# [Problem]
Output the lines of data exactly, from the line that contains "point_to marks one point per instance of the gray bark" through the line that contains "column 308, row 141", with both of those lines included.
─── Supplied entries ───
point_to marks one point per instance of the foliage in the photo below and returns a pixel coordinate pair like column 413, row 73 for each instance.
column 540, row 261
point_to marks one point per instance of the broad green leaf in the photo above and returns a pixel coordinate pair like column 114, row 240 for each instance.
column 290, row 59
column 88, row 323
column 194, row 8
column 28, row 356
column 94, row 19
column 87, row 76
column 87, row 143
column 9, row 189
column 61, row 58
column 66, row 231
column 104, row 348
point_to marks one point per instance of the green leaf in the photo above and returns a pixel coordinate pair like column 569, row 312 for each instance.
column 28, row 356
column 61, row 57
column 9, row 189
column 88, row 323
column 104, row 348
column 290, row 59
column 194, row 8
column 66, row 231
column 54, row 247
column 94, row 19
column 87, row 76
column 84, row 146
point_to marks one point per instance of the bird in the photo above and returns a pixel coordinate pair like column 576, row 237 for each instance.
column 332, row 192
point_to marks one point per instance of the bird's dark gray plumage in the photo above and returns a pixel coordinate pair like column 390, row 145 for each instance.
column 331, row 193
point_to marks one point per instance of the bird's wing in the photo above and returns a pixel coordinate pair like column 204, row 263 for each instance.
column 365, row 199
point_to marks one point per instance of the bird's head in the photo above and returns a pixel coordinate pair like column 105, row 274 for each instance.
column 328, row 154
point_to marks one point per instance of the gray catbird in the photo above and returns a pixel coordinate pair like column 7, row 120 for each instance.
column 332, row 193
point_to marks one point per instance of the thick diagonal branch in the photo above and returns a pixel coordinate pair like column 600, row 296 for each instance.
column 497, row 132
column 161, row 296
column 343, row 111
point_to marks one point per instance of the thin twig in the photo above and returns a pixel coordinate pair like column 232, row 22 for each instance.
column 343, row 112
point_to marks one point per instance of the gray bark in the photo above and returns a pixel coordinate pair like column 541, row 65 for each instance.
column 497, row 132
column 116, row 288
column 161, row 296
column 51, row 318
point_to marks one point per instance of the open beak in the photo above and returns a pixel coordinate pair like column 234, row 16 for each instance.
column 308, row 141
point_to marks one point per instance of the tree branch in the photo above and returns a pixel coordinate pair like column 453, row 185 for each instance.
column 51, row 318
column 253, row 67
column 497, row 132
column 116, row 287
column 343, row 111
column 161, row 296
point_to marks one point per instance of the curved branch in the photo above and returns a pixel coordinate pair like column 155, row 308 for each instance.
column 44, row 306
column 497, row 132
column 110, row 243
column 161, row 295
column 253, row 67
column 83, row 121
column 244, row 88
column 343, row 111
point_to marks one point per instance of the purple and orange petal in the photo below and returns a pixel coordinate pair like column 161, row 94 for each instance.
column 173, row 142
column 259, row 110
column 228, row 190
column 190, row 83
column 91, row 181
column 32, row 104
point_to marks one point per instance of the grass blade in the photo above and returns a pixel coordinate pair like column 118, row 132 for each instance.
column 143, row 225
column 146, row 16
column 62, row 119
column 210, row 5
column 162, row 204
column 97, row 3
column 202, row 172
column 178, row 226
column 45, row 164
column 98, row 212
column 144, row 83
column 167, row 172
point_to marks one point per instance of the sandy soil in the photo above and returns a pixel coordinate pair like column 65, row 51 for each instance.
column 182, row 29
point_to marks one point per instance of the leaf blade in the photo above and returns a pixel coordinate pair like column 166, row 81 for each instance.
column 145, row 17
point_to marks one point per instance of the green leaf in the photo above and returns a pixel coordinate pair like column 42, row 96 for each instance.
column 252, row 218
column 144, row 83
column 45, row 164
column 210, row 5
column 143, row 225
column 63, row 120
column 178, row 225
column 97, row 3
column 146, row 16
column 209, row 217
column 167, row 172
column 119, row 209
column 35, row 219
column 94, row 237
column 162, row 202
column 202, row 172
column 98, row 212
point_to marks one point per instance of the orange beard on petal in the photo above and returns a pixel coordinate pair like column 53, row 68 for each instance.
───
# [Reply]
point_to marks one point per instance of the gray bark in the photo above and returns a pixel coordinate pair like column 541, row 65 for each instance.
column 497, row 132
column 116, row 288
column 161, row 296
column 51, row 318
point_to marks one point per instance of the open beak in the photo above and returns a pixel coordinate pair like column 234, row 16 for each instance.
column 308, row 141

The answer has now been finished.